• [Listing]:
......

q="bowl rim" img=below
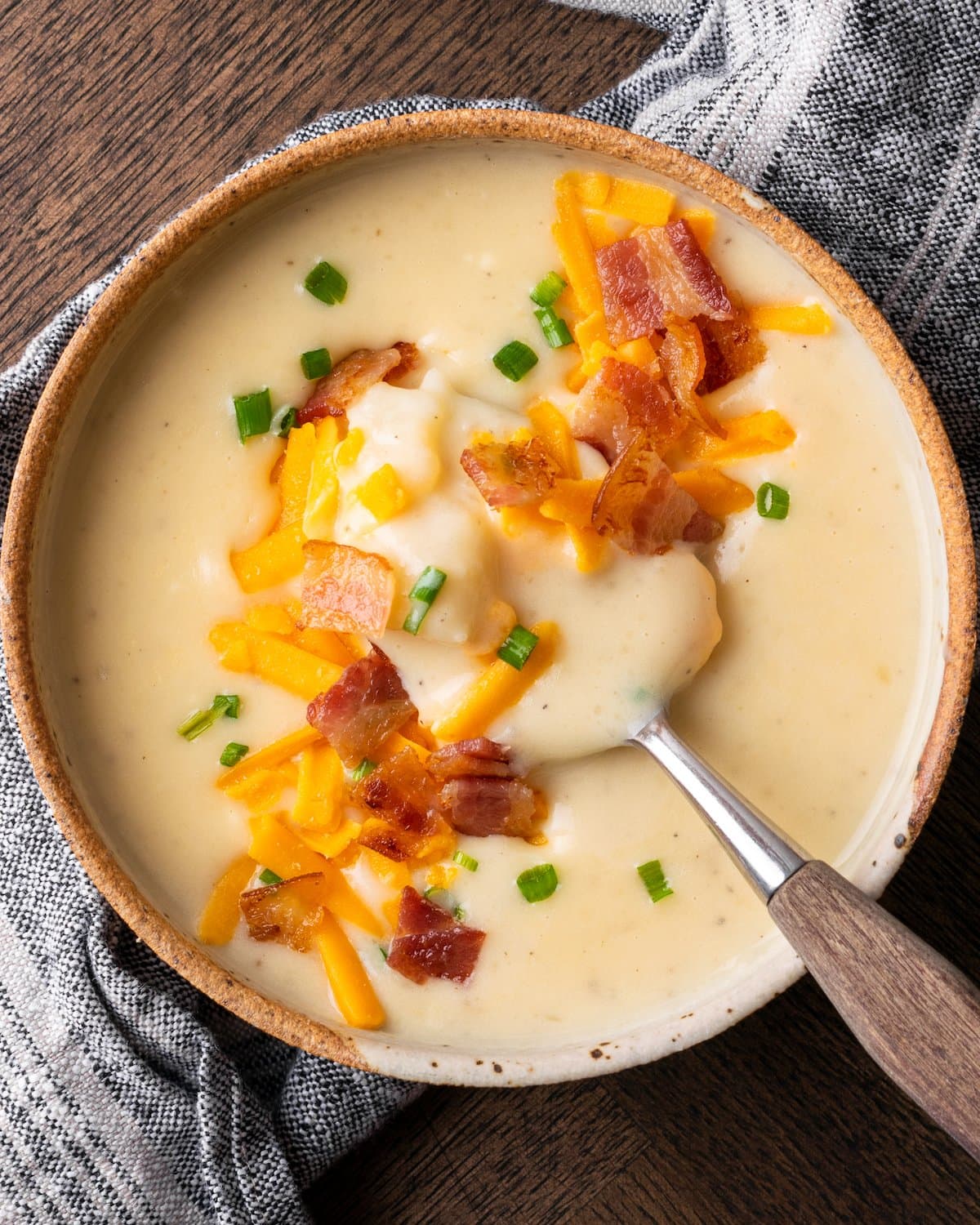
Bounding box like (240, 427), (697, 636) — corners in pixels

......

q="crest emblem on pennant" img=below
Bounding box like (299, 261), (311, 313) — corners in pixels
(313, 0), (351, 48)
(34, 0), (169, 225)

......

• [The exercise]:
Count the lines of the data above that contain the string "corners", and reply with only that number.

• [Written solution]:
2